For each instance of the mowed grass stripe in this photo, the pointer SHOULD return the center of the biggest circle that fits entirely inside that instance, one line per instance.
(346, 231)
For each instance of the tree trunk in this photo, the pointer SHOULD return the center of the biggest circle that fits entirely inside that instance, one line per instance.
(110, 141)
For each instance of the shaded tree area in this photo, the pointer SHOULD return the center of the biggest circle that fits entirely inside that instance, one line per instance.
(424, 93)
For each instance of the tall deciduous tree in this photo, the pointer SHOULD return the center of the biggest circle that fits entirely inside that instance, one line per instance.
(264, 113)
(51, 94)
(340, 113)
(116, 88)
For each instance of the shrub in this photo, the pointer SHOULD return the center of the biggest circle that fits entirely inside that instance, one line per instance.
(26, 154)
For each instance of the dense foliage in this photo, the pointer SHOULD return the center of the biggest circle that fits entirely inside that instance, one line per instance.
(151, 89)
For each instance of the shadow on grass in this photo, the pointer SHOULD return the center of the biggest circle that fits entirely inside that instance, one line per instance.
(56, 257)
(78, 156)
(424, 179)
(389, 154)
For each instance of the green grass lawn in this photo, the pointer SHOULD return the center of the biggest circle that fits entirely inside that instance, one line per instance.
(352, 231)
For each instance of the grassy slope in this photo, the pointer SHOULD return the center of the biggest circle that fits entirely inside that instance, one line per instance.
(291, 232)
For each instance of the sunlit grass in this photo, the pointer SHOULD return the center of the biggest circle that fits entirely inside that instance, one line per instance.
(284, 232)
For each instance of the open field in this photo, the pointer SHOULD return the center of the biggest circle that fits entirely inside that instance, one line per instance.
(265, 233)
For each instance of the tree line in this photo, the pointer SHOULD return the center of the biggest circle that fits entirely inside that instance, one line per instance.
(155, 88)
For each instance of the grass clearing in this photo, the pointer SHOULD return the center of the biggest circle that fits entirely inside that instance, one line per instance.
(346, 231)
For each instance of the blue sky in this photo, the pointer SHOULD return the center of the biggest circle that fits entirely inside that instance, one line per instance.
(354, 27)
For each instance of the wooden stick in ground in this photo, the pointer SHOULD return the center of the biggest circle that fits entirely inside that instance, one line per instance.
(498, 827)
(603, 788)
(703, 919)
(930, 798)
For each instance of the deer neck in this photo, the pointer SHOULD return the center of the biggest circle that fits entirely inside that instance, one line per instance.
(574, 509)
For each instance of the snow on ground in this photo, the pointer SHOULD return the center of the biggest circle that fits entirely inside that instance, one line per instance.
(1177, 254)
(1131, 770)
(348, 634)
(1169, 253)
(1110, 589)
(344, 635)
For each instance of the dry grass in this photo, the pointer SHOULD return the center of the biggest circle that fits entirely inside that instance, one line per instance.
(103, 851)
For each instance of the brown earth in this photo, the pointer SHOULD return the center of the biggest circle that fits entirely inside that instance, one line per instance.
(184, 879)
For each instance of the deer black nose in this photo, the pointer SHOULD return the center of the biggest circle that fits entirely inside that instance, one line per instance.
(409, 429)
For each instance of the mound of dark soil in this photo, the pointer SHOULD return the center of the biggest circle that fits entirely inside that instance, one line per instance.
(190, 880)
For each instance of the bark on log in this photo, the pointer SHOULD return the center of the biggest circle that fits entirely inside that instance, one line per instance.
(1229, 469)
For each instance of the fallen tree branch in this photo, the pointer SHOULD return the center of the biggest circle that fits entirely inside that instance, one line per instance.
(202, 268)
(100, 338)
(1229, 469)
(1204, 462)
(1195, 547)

§

▸ **What you have to do**:
Exactly as they stand, repeat all the records.

▸ **Exercise answer**:
For each instance of the mowed grass stripe in this photo, the pointer SHOULD return the center of the biggest circle that fits entirely inside that instance, one line per instance.
(346, 231)
For each instance of the tree trunk in this photo, the pointer SHOULD return the center of the biggest circle that fits entirely inside that instance, one line per instance.
(110, 141)
For each instance of the shaded tree area in this photo, the pointer SHOULD return the center of the biggest circle that fits entirely inside that instance, one line per instance.
(424, 93)
For each instance of the tall deciduous tree in this photo, the pointer SHOULD return the center of the biggest circle that fits entirely inside that instance, one line per instance.
(264, 113)
(51, 94)
(340, 113)
(116, 88)
For each instance of the shrub in this photo, the pointer SHOULD return the center of the biggest circle that fits entirely inside that instance, one line per instance.
(26, 154)
For each instance of the dense foliage in this photo, the pointer SHOULD return the center of the biggest circle that fits entirely inside that instance, one line per instance.
(151, 89)
For each instance of the shadow on grass in this photo, the pointer SHOULD return the center of the biggest circle that fits entirely inside that instance, one line per instance.
(56, 257)
(78, 156)
(424, 179)
(389, 154)
For each instance of the green grass lawn in this photo, the pointer SHOULD return the center of the biggest circle that fits entirely inside that instance, one line per instance.
(352, 231)
For each instance of the grassy slope in this photo, the pointer SHOULD return the center of the biggest circle that fits entirely inside that instance, one line per instance.
(291, 232)
For each instance of the sunlit grass in this photo, the pointer SHOULD return the center of the biggest circle that fits entirely inside that instance, one line per instance.
(284, 232)
For each instance of the open field in this photo, the pointer SHOULD return the center of the biggest circle that fits entirely inside that instance, one line per instance.
(265, 233)
For each instance of the tree line in this photo, the pointer SHOULD return the center of the biggest circle that fits entirely inside that instance, one line per instance.
(155, 88)
For each instance of the grass clearing in this photo, the pointer SHOULD return the center of the biggest circle that fits entirely inside that instance, one line per instance.
(346, 231)
For each instance of the blue sky in this photo, the pointer SHOULD return the center of the biggest circle that fits entirely inside that instance, one line per instance.
(354, 27)
For each instance of the wooden stick in ground in this photo, the pointer SHOULD return the center of the biggest circle that fits entirely inside that instance, one line per instance.
(498, 827)
(603, 788)
(703, 919)
(930, 798)
For each instance of the deer neck in this photo, the pointer SHOULD return the center of the biggest circle that fits entirely inside that instance, one line per instance.
(574, 509)
For each instance of the snow on ground in this photo, the pointer SHOULD return the center of the biggest circle that fits entirely inside that instance, one line per instance.
(1177, 254)
(1131, 770)
(348, 634)
(1169, 253)
(1110, 589)
(344, 635)
For each instance of the dry grass in this photo, the pointer SHOULD return the center of the biggest circle that fits entirely inside that instance, one line per instance.
(103, 851)
For each instance of the brown earth in this photo, the pointer SHOULD return the center of the biggest circle that fits entirely inside that instance, one line per instance.
(184, 879)
For each instance of the deer black nose in this photo, the pointer SHOULD return the center of the biggest circle that fits entirely inside that instance, one line per instance.
(409, 429)
For each instance of the mound of dark soil in this photo, the pointer SHOULD return the center of the biggest circle that fits entirely inside that instance, one line per instance.
(190, 880)
For each instance of the bark on log in this photo, the pointer SHOULD return the center of the biggest circle that fits entirely inside that instance, one line per instance.
(1229, 469)
For each instance of the fallen tree branch in this photo, the pointer SHOULD return the center of the biggest circle that fits entirely inside that instance, one line per instance.
(202, 268)
(100, 338)
(1229, 469)
(1204, 462)
(1195, 547)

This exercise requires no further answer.